> [What you should do]:
Rewrite the lines below, swapping "mark its position" for "give its bounding box" in every row and leaving all else unchanged.

(Rows from a collection)
========================================

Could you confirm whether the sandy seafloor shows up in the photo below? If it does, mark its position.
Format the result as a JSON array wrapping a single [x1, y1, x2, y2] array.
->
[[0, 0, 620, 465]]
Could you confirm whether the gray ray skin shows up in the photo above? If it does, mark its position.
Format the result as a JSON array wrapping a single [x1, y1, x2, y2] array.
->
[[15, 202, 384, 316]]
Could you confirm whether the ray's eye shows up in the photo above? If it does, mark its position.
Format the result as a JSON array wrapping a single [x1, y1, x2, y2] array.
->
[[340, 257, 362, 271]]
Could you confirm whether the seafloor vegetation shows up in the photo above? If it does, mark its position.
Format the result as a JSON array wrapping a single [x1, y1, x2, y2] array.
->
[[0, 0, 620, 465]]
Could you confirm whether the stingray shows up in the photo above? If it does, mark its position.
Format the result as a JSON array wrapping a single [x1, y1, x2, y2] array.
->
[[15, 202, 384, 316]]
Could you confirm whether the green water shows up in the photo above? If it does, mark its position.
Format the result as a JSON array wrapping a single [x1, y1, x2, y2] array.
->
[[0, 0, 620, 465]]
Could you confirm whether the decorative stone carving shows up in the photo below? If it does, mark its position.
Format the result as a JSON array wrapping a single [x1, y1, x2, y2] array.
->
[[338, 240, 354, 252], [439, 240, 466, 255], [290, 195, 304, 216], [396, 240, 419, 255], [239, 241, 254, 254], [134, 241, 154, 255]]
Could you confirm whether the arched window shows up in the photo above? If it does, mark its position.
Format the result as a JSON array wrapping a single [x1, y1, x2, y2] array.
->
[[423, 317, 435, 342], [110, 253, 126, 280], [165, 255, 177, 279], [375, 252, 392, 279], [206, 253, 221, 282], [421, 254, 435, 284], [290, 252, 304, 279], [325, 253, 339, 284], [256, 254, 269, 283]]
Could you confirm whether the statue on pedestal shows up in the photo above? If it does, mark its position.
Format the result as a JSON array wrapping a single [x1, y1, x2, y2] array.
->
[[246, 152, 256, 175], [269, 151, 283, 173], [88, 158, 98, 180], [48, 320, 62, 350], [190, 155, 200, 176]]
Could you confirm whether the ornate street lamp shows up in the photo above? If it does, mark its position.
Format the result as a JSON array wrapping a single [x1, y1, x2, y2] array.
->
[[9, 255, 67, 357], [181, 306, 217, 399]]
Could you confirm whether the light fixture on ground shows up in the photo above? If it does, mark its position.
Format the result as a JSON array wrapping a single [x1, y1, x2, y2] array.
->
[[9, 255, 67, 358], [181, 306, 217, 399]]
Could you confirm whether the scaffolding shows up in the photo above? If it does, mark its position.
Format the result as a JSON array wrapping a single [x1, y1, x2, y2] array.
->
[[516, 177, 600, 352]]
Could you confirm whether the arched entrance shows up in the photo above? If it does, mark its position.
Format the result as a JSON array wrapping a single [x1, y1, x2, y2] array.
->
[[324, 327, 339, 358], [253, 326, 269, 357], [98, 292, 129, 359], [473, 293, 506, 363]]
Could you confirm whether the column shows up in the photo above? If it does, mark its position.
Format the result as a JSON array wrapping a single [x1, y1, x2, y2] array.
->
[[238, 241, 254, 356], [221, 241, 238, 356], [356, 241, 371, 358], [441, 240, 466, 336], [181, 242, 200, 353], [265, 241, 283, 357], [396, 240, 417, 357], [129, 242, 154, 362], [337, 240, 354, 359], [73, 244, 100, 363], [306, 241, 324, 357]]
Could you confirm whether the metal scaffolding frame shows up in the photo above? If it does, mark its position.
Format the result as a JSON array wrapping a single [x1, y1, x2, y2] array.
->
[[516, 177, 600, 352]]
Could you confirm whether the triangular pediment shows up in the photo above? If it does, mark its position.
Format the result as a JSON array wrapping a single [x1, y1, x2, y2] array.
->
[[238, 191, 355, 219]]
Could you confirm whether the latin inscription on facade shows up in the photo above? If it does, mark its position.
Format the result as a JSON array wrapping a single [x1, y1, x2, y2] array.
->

========================================

> [The output]:
Could you confirm whether the sandy seafloor shows up in the photo below? If it does, give its bounding box.
Format the result as a JSON array wrapping a single [x1, y1, x2, y2] array.
->
[[0, 0, 620, 465]]
Could you confirm whether the gray ray skin shows up in the photo above? If it does, give its bounding box.
Format the result as a JSON array wrapping a single [x1, y1, x2, y2] array.
->
[[15, 202, 384, 316]]
Could you confirm whether the ray's eye shows up in the photo above? If it does, give its bounding box.
Format the result as a JSON array wrapping a single [x1, y1, x2, y2] array.
->
[[340, 257, 362, 271]]
Could you confirm whether the seafloor vegetation shows up in the photo above? If it does, give its bounding box.
Format the result as a JSON array wrapping a single [x1, y1, x2, y2] array.
->
[[0, 0, 620, 465]]
Could you confirm whether the stingray shows up in the photo above? If it does, give its bounding box.
Format the result as a JSON array wrapping a single [x1, y1, x2, y2] array.
->
[[15, 202, 384, 316]]
Could you confirm whether the green water shows up in the photo above? If it does, give its bounding box.
Format the result as a JSON array wrapping a single [x1, y1, x2, y2] array.
->
[[0, 0, 620, 465]]
Could you confirm whether the decorative stone carving shows up in the photo below? If it does, give its bounding box.
Format the result as a JSON array wrapping a single [x1, y1, x2, y2] array.
->
[[338, 240, 354, 252], [439, 240, 466, 255], [290, 195, 304, 216], [396, 240, 419, 255], [239, 241, 254, 254], [134, 241, 154, 255]]
Could you confirm whether the arched window shows up in the photo above? If it does, give its bounding box.
Format the result as a JSON array wrapping a single [x1, y1, x2, y2] array.
->
[[423, 317, 435, 342], [110, 253, 126, 280], [165, 255, 177, 279], [375, 252, 392, 279], [206, 253, 221, 282], [421, 254, 435, 284], [290, 252, 304, 279], [325, 253, 339, 284], [256, 254, 269, 283]]
Could you confirm whether the statue on pedestal shows up in the photo above? If it does, give its bounding box.
Format the result as a JSON array wrapping a single [x1, y1, x2, y2] array.
->
[[246, 152, 256, 175], [269, 151, 283, 173], [88, 158, 98, 180], [48, 320, 62, 350], [190, 155, 200, 176]]
Could you confirm whether the ornate street lamp shows up in the photo above? If it does, give its bounding box.
Format the result as a JSON array wrapping a single [x1, y1, x2, y2] array.
->
[[9, 255, 67, 357], [181, 306, 217, 399]]
Could you confirm whether the light fixture on ground shows up in the photo above? If it does, give its bounding box.
Format the result as a JSON array wrapping a single [x1, y1, x2, y2] array.
->
[[9, 255, 67, 358], [181, 306, 217, 399]]
Could you confirm whether the scaffolding shows up in the photo above? If it does, give its bounding box.
Format the result as a JSON array wrapping a single [x1, y1, x2, y2] array.
->
[[516, 177, 600, 352]]
Could you confirm whether the arched entrance shows up in the photo above? If it does, give its bounding box.
Format the result as a JSON array wrapping a single [x1, y1, x2, y2] array.
->
[[324, 327, 339, 358], [253, 326, 269, 357], [98, 292, 129, 359], [473, 293, 506, 363]]
Could you confirm whether the column shows up in the photo above? If it does, give its bounding box.
Format the result as a JSON array wrapping a single [x1, y1, x2, y2] array.
->
[[238, 241, 254, 356], [221, 241, 238, 356], [356, 241, 371, 358], [441, 240, 466, 336], [181, 242, 200, 353], [265, 241, 283, 357], [396, 240, 417, 357], [129, 242, 154, 362], [337, 240, 354, 359], [73, 244, 100, 363], [306, 241, 324, 357]]
Could you confirm whether the metal scaffolding frame shows up in the photo above? If it does, give its bounding box.
Format the result as a JSON array wrapping a single [x1, y1, x2, y2] array.
->
[[516, 177, 600, 352]]
Could you confirm whether the triangular pediment shows up in the photo above? If it does, give its bounding box.
Format the result as a JSON array wrapping a single [x1, y1, x2, y2] array.
->
[[238, 191, 355, 219]]
Could you confirm whether the latin inscription on facade shows up in the photo above? If it does, give its bounding box.
Format the result as a JSON array wrapping a single [x1, y1, x2, y2] array.
->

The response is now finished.